▸ **Text passage**
** start **

# Basic Fragrance



## SgtSluggo (Jun 28, 2017)

Any suggestions for fragrances (FO's or EO's) that are simple (fewer oils are better), easy to obtain ingredients, and work in a variety of soap (HP and CP)?  I don't have any fragrances at all and plan on making mostly fragrance free soap for my family but would like to have a basic clean smelling fragrance when I want the soap to have a smell other than soap.


----------



## navigator9 (Jun 28, 2017)

Fragrance is very subjective, one person's "Wow!" is another person's "Ugh!" That being said, I have never had anyone react negatively to Brambleberry's Oatmeal, Milk & Honey. I use it in CP soap all the time, it discolors to a tan color, no acceleration that I've noted. I don't do HP, so can't tell you anything about that.


----------



## Obsidian (Jun 28, 2017)

I also have all around approval for Brambleberry's Oatmeal, Milk & Honey. Peppermint is also liked by most, I found I prefer peppermint fragrance oil over essential oil.


----------



## toxikon (Jun 28, 2017)

navigator9 said:


> Fragrance is very subjective, one person's "Wow!" is another person's "Ugh!" That being said, I have never had anyone react negatively to Brambleberry's Oatmeal, Milk & Honey. I use it in CP soap all the time, it discolors to a tan color, no acceleration that I've noted. I don't do HP, so can't tell you anything about that.



Funny you should say that... :mrgreen: I wouldn't say that I _hate_ BB's OMH, but I'm definitely not a fan.


----------



## toxikon (Jun 28, 2017)

You could always grab something like this to get your feet wet: https://nurturesoap.com/collections...ing-fragrances-sample-set?variant=40344147660


----------



## BrewerGeorge (Jun 28, 2017)

I would recommend Honey I Washed the Kids from Nurture.


----------



## dixiedragon (Jun 28, 2017)

Fragrance is so subjective. 2 people named OMH - the OMH I have from BB (I think it's the Cybilla version) has a Play-dough note to my nose.

I love Honey I Washed The Kids (at Lush, anyway) but I would not call it "basic and clean smelling". It is rich and sweet.

Go to someplace with a variety of scented soaps (Lush, Whole Foods, Bath and Body) and smell them and see which ones are what you want.


----------



## babysoapmaker (Jun 28, 2017)

Is "Honey I Washed The Kids" at Nurture the same one (or dupe) of the Lush one? That was one of my favorite bars from them, when I bought soap from them, but I agree it doesn't smell (or feel, though I think that's not the FO) very clean.

** end **

▸ **Dataset records**
** start **

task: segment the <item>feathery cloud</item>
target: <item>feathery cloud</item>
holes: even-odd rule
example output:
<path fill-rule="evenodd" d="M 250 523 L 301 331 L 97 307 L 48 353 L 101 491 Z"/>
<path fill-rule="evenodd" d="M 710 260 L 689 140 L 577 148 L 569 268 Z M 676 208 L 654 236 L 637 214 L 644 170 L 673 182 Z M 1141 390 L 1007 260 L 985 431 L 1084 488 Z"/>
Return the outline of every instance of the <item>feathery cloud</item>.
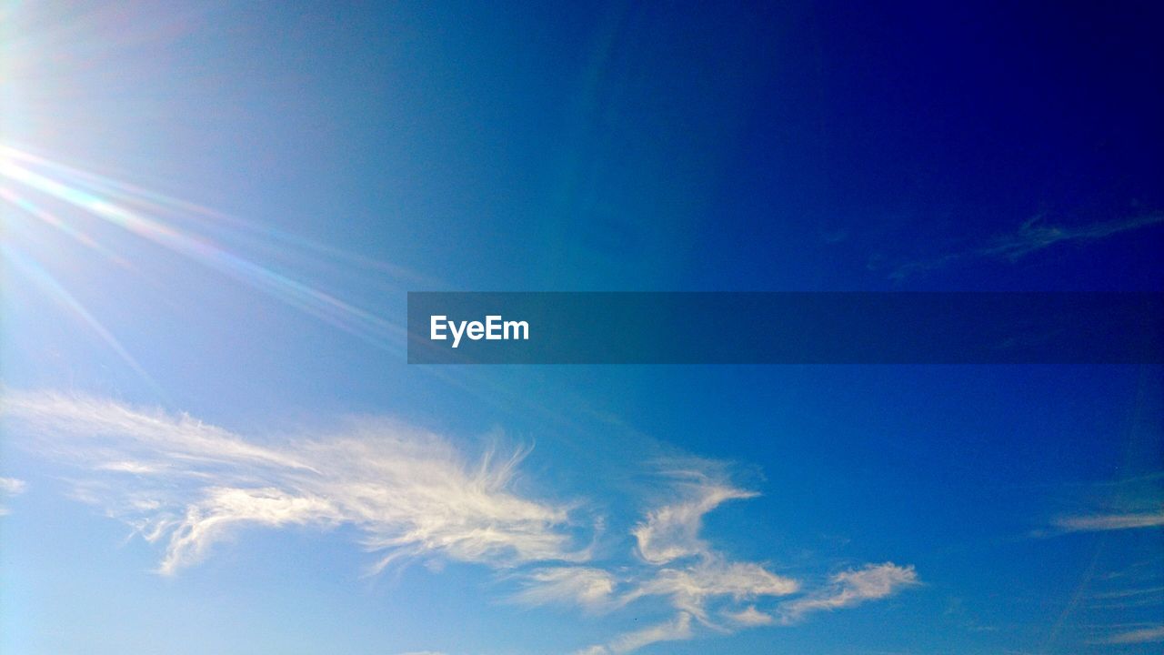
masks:
<path fill-rule="evenodd" d="M 447 439 L 385 421 L 257 445 L 189 416 L 54 393 L 8 393 L 2 415 L 76 465 L 74 495 L 164 541 L 163 573 L 248 526 L 352 524 L 377 568 L 436 554 L 495 566 L 581 561 L 569 508 L 509 490 L 526 451 L 470 463 Z M 308 464 L 310 463 L 310 464 Z"/>
<path fill-rule="evenodd" d="M 701 534 L 709 512 L 758 495 L 715 463 L 688 463 L 661 478 L 668 501 L 627 527 L 634 548 L 627 544 L 626 563 L 615 565 L 594 562 L 592 540 L 576 543 L 580 528 L 590 526 L 577 517 L 581 506 L 513 491 L 525 450 L 473 458 L 449 439 L 383 420 L 260 442 L 186 415 L 50 392 L 6 393 L 0 417 L 16 428 L 17 444 L 74 469 L 74 498 L 164 544 L 158 571 L 165 575 L 203 561 L 247 528 L 350 526 L 381 554 L 372 570 L 397 557 L 436 556 L 509 571 L 502 579 L 516 580 L 512 603 L 601 613 L 662 606 L 670 617 L 587 653 L 624 654 L 705 631 L 787 624 L 917 580 L 913 568 L 868 565 L 774 607 L 775 599 L 801 593 L 801 584 L 766 564 L 733 561 Z"/>
<path fill-rule="evenodd" d="M 1103 640 L 1103 643 L 1152 643 L 1156 641 L 1164 641 L 1164 626 L 1117 633 Z"/>
<path fill-rule="evenodd" d="M 24 480 L 17 480 L 16 478 L 0 478 L 0 496 L 13 496 L 24 493 L 27 488 Z M 0 505 L 0 516 L 8 514 L 8 508 Z"/>
<path fill-rule="evenodd" d="M 1067 533 L 1129 530 L 1134 528 L 1156 528 L 1161 526 L 1164 526 L 1164 508 L 1156 512 L 1065 516 L 1055 521 L 1055 527 Z"/>
<path fill-rule="evenodd" d="M 1036 216 L 1020 225 L 1015 232 L 1001 234 L 992 242 L 977 248 L 903 263 L 889 273 L 889 279 L 902 281 L 911 275 L 935 270 L 966 259 L 1005 259 L 1015 262 L 1057 244 L 1098 241 L 1122 232 L 1164 223 L 1164 212 L 1073 226 L 1050 225 L 1043 219 L 1042 214 Z"/>
<path fill-rule="evenodd" d="M 866 600 L 886 598 L 903 587 L 918 584 L 913 566 L 899 566 L 892 562 L 867 564 L 861 569 L 850 569 L 830 578 L 829 586 L 782 607 L 786 621 L 796 621 L 804 614 L 822 610 L 851 607 Z"/>

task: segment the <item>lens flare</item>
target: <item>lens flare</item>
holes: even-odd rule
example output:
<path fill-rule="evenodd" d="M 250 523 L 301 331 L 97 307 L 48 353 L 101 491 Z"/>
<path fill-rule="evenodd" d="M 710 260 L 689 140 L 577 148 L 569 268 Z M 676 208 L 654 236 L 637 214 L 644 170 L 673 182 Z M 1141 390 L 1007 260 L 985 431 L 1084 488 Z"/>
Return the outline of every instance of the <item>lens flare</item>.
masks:
<path fill-rule="evenodd" d="M 221 242 L 189 228 L 186 224 L 197 221 L 200 226 L 214 227 L 213 221 L 207 220 L 214 219 L 218 221 L 217 230 L 233 225 L 237 230 L 249 231 L 251 235 L 256 232 L 264 234 L 268 241 L 293 242 L 301 248 L 327 252 L 332 255 L 339 254 L 335 248 L 314 245 L 305 239 L 276 231 L 261 230 L 254 224 L 232 219 L 207 207 L 56 163 L 12 146 L 0 146 L 0 154 L 2 154 L 0 177 L 23 190 L 22 192 L 8 190 L 2 195 L 5 200 L 70 237 L 98 248 L 107 256 L 116 256 L 112 245 L 98 244 L 68 220 L 38 207 L 26 197 L 26 192 L 31 191 L 72 205 L 87 216 L 225 274 L 375 346 L 393 351 L 403 348 L 404 329 L 399 325 L 232 252 Z"/>

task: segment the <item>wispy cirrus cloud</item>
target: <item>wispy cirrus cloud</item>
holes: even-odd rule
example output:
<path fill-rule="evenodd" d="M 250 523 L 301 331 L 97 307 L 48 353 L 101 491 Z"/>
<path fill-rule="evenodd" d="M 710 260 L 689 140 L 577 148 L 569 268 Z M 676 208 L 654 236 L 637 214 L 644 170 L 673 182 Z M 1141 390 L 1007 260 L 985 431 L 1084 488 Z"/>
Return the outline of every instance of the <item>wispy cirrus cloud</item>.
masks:
<path fill-rule="evenodd" d="M 72 467 L 73 498 L 162 544 L 163 575 L 201 562 L 247 528 L 348 526 L 378 554 L 372 571 L 400 557 L 478 563 L 504 571 L 501 579 L 517 587 L 512 603 L 655 617 L 589 653 L 788 624 L 883 598 L 917 579 L 913 568 L 886 563 L 838 573 L 805 593 L 766 563 L 725 556 L 703 537 L 703 519 L 757 493 L 704 460 L 668 466 L 659 477 L 667 501 L 627 526 L 625 557 L 596 562 L 603 517 L 583 520 L 582 503 L 514 491 L 528 452 L 521 449 L 469 457 L 447 438 L 374 418 L 256 441 L 187 415 L 54 392 L 7 392 L 0 417 L 15 428 L 8 434 L 20 435 L 17 445 Z"/>
<path fill-rule="evenodd" d="M 190 416 L 55 393 L 8 393 L 2 414 L 43 456 L 77 465 L 74 495 L 165 544 L 173 573 L 250 526 L 356 527 L 381 552 L 511 565 L 587 557 L 569 507 L 509 486 L 525 451 L 470 462 L 448 441 L 385 421 L 257 445 Z"/>
<path fill-rule="evenodd" d="M 758 494 L 736 487 L 719 471 L 672 469 L 666 477 L 670 479 L 668 495 L 675 500 L 647 510 L 631 530 L 640 566 L 625 573 L 613 589 L 603 585 L 597 605 L 625 607 L 654 598 L 665 601 L 673 614 L 647 628 L 592 645 L 580 654 L 630 653 L 660 641 L 693 639 L 701 632 L 731 634 L 787 625 L 816 610 L 849 607 L 917 584 L 911 566 L 868 565 L 833 576 L 826 587 L 809 592 L 801 600 L 774 605 L 775 599 L 801 593 L 801 583 L 761 563 L 733 561 L 701 536 L 703 517 L 709 512 L 728 500 Z M 769 608 L 760 610 L 758 603 Z"/>
<path fill-rule="evenodd" d="M 982 246 L 902 263 L 889 273 L 889 279 L 900 282 L 964 260 L 1002 259 L 1015 262 L 1059 244 L 1098 241 L 1161 223 L 1164 223 L 1164 212 L 1149 212 L 1084 225 L 1053 225 L 1046 223 L 1045 217 L 1039 214 L 1020 225 L 1016 231 L 1000 234 Z"/>
<path fill-rule="evenodd" d="M 24 493 L 28 485 L 24 480 L 17 480 L 16 478 L 0 478 L 0 499 L 12 498 L 14 495 L 20 495 Z M 0 505 L 0 516 L 8 514 L 8 508 Z"/>
<path fill-rule="evenodd" d="M 800 620 L 808 613 L 852 607 L 867 600 L 887 598 L 904 587 L 918 584 L 913 566 L 892 562 L 867 564 L 833 575 L 829 586 L 782 607 L 786 621 Z"/>
<path fill-rule="evenodd" d="M 1164 641 L 1164 625 L 1113 634 L 1101 643 L 1154 643 Z"/>
<path fill-rule="evenodd" d="M 1115 514 L 1088 514 L 1063 516 L 1055 520 L 1055 527 L 1067 533 L 1094 533 L 1103 530 L 1130 530 L 1164 526 L 1164 507 L 1155 512 L 1130 512 Z"/>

** end **

▸ **Direction**
Reproduce the passage of the soap fragrance thread between "## SgtSluggo (Jun" and "other than soap.", inclusive, replacing "family" with "household".

▸ **Full solution**
## SgtSluggo (Jun 28, 2017)

Any suggestions for fragrances (FO's or EO's) that are simple (fewer oils are better), easy to obtain ingredients, and work in a variety of soap (HP and CP)?  I don't have any fragrances at all and plan on making mostly fragrance free soap for my household but would like to have a basic clean smelling fragrance when I want the soap to have a smell other than soap.